**What to work on:** Show every line in the listing below that contains the string "kite". Case counts.
==================================================
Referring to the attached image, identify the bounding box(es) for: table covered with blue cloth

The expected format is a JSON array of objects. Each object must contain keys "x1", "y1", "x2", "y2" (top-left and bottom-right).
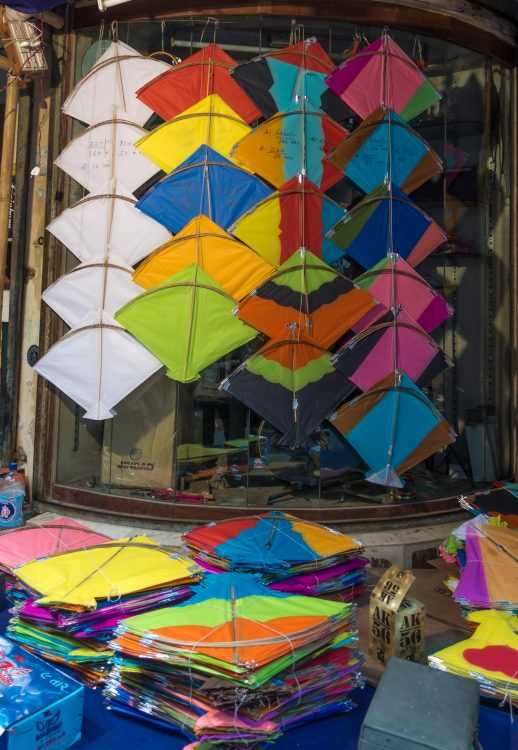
[{"x1": 0, "y1": 612, "x2": 518, "y2": 750}]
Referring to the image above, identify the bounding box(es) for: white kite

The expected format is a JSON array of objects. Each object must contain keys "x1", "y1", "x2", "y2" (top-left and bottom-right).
[
  {"x1": 63, "y1": 42, "x2": 170, "y2": 125},
  {"x1": 42, "y1": 261, "x2": 142, "y2": 328},
  {"x1": 34, "y1": 313, "x2": 162, "y2": 420}
]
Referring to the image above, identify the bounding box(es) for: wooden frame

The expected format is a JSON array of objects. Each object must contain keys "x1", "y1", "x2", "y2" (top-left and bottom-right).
[{"x1": 73, "y1": 0, "x2": 518, "y2": 65}]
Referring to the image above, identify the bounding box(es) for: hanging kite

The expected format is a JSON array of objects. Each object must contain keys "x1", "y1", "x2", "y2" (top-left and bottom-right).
[
  {"x1": 137, "y1": 146, "x2": 272, "y2": 233},
  {"x1": 115, "y1": 265, "x2": 257, "y2": 383},
  {"x1": 232, "y1": 106, "x2": 349, "y2": 191},
  {"x1": 238, "y1": 250, "x2": 375, "y2": 348},
  {"x1": 54, "y1": 120, "x2": 157, "y2": 194},
  {"x1": 333, "y1": 310, "x2": 451, "y2": 391},
  {"x1": 331, "y1": 109, "x2": 442, "y2": 198},
  {"x1": 232, "y1": 37, "x2": 350, "y2": 121},
  {"x1": 329, "y1": 182, "x2": 447, "y2": 268},
  {"x1": 42, "y1": 261, "x2": 142, "y2": 328},
  {"x1": 230, "y1": 177, "x2": 345, "y2": 266},
  {"x1": 136, "y1": 94, "x2": 250, "y2": 174},
  {"x1": 133, "y1": 216, "x2": 274, "y2": 299},
  {"x1": 330, "y1": 373, "x2": 456, "y2": 487},
  {"x1": 183, "y1": 511, "x2": 363, "y2": 581},
  {"x1": 34, "y1": 312, "x2": 162, "y2": 419},
  {"x1": 47, "y1": 188, "x2": 171, "y2": 266},
  {"x1": 220, "y1": 336, "x2": 354, "y2": 447},
  {"x1": 137, "y1": 44, "x2": 262, "y2": 123},
  {"x1": 354, "y1": 255, "x2": 453, "y2": 333},
  {"x1": 327, "y1": 33, "x2": 441, "y2": 121},
  {"x1": 63, "y1": 41, "x2": 170, "y2": 125}
]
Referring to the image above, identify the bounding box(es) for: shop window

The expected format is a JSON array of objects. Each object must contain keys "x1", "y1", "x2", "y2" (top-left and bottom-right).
[{"x1": 49, "y1": 16, "x2": 512, "y2": 508}]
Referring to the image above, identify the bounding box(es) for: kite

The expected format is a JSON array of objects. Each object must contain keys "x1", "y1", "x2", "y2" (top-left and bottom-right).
[
  {"x1": 183, "y1": 511, "x2": 368, "y2": 580},
  {"x1": 229, "y1": 177, "x2": 345, "y2": 266},
  {"x1": 354, "y1": 254, "x2": 453, "y2": 333},
  {"x1": 136, "y1": 94, "x2": 251, "y2": 174},
  {"x1": 63, "y1": 41, "x2": 170, "y2": 126},
  {"x1": 0, "y1": 516, "x2": 109, "y2": 575},
  {"x1": 428, "y1": 609, "x2": 518, "y2": 716},
  {"x1": 330, "y1": 109, "x2": 442, "y2": 198},
  {"x1": 330, "y1": 373, "x2": 456, "y2": 487},
  {"x1": 137, "y1": 146, "x2": 272, "y2": 233},
  {"x1": 42, "y1": 261, "x2": 142, "y2": 328},
  {"x1": 238, "y1": 250, "x2": 375, "y2": 348},
  {"x1": 133, "y1": 216, "x2": 274, "y2": 299},
  {"x1": 34, "y1": 312, "x2": 162, "y2": 420},
  {"x1": 16, "y1": 536, "x2": 197, "y2": 610},
  {"x1": 333, "y1": 310, "x2": 450, "y2": 391},
  {"x1": 328, "y1": 183, "x2": 447, "y2": 268},
  {"x1": 114, "y1": 573, "x2": 358, "y2": 685},
  {"x1": 232, "y1": 107, "x2": 349, "y2": 191},
  {"x1": 54, "y1": 120, "x2": 157, "y2": 194},
  {"x1": 454, "y1": 524, "x2": 518, "y2": 611},
  {"x1": 47, "y1": 189, "x2": 171, "y2": 266},
  {"x1": 137, "y1": 44, "x2": 262, "y2": 123},
  {"x1": 115, "y1": 265, "x2": 257, "y2": 383},
  {"x1": 220, "y1": 337, "x2": 354, "y2": 446},
  {"x1": 232, "y1": 37, "x2": 350, "y2": 121},
  {"x1": 326, "y1": 33, "x2": 441, "y2": 121}
]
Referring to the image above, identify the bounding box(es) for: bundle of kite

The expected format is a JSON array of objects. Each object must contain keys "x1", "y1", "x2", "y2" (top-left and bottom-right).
[
  {"x1": 184, "y1": 511, "x2": 368, "y2": 601},
  {"x1": 8, "y1": 536, "x2": 199, "y2": 682},
  {"x1": 105, "y1": 573, "x2": 362, "y2": 749},
  {"x1": 428, "y1": 609, "x2": 518, "y2": 715},
  {"x1": 0, "y1": 516, "x2": 109, "y2": 604},
  {"x1": 454, "y1": 523, "x2": 518, "y2": 612}
]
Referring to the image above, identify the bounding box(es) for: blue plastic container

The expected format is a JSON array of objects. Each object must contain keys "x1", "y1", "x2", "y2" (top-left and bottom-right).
==================================================
**Result for this task:**
Referring to the image above, identify the bounding box(es) for: white kite
Referring to the image above, identify the bounding box(es) for: hanging kite
Referring to the image above, identify the bounding box(es) for: kite
Referring to the image above, identify the bounding box(es) for: bundle of kite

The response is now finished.